◆ **TASKS FOR THIS EXERCISE**:
1. Copy the part of the Moran's I notebook excerpt that begins at the words "Spatial weights created" and stops after the words "random spatial pattern.".
2. Write the next part of the Moran's I notebook excerpt, picking up right after its final line.

-- Begin EXTRACT PROVIDED --

Spatial weights created for 2225 tracts.

Average number of neighbors: 5.87.

Moran's I ranges from -1 (dispersed) to +1 (clustered). Values near 0 indicate random spatial pattern.

Positive Moran's I indicates spatial clustering (similar values near each other).

Negative Moran's I indicates spatial dispersion (dissimilar values near each other).

p-value < 0.05 indicates statistically significant spatial pattern.

Code Cell 27
# Calculate Local Moran's I.
lisa = Moran_Local(gdf_complete["heatweek_calls_per_1k"], w)

# Add LISA results to geodataframe.
gdf_complete["lisa_cluster"] = lisa.q
gdf_complete["lisa_pval"] = lisa.p_sim
gdf_complete["lisa_sig"] = (lisa.p_sim < 0.05).astype(int)

# Create cluster labels.
cluster_labels = {
    1: "HH (High-High)",
    2: "LH (Low-High)",
    3: "LL (Low-Low)",
    4: "HL (High-Low)",
    0: "Not Significant"

-- End EXTRACT PROVIDED --
-- Begin DATA SECTION --

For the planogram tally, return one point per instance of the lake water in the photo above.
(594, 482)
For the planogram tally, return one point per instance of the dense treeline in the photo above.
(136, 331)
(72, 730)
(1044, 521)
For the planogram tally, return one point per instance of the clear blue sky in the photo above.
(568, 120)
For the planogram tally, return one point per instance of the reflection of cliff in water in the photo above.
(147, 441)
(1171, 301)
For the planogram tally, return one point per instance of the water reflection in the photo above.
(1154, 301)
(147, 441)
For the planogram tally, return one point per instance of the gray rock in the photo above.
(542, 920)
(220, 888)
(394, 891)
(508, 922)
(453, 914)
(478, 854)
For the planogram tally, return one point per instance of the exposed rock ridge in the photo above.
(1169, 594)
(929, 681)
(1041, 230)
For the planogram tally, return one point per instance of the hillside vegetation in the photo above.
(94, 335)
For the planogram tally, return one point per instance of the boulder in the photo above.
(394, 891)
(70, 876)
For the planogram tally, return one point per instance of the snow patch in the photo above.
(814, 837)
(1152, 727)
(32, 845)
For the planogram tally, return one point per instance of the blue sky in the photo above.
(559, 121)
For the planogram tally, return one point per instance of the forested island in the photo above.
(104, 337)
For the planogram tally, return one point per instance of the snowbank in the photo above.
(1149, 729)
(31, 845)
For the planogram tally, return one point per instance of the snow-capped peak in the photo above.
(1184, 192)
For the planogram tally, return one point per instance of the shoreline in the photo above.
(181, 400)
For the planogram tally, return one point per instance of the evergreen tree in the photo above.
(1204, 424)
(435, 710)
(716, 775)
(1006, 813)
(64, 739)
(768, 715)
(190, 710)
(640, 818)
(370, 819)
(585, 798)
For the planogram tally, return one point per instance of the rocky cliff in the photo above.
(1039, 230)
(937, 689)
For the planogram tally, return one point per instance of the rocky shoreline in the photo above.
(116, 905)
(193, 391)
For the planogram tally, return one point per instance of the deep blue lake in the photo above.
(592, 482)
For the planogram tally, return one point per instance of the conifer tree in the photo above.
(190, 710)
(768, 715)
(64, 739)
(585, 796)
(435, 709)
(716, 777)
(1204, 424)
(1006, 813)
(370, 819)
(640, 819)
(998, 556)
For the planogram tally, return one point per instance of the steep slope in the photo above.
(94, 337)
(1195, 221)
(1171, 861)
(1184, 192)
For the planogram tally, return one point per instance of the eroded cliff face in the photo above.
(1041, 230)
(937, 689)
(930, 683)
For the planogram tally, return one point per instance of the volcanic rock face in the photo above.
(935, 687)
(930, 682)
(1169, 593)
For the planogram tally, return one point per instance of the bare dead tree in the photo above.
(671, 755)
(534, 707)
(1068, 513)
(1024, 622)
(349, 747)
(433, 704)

-- End DATA SECTION --

◆ **ANSWERS FOR THIS EXERCISE**:
1.
Spatial weights created for 2225 tracts.

Average number of neighbors: 5.87.

Moran's I ranges from -1 (dispersed) to +1 (clustered). Values near 0 indicate random spatial pattern.

2.
}

# Filter for significant clusters only.
gdf_complete["lisa_label"] = gdf_complete.apply(
    lambda row: cluster_labels[row["lisa_cluster"]] if row["lisa_sig"] == 1 else cluster_labels[0],
    axis = 1
)

# Summary of clusters.
cluster_summary = gdf_complete["lisa_label"].value_counts()
print("\nLISA Cluster Summary:")
print(cluster_summary.to_string())

# Map LISA clusters.
fig, ax = plt.subplots(figsize = (14, 12))

# Define colors for clusters.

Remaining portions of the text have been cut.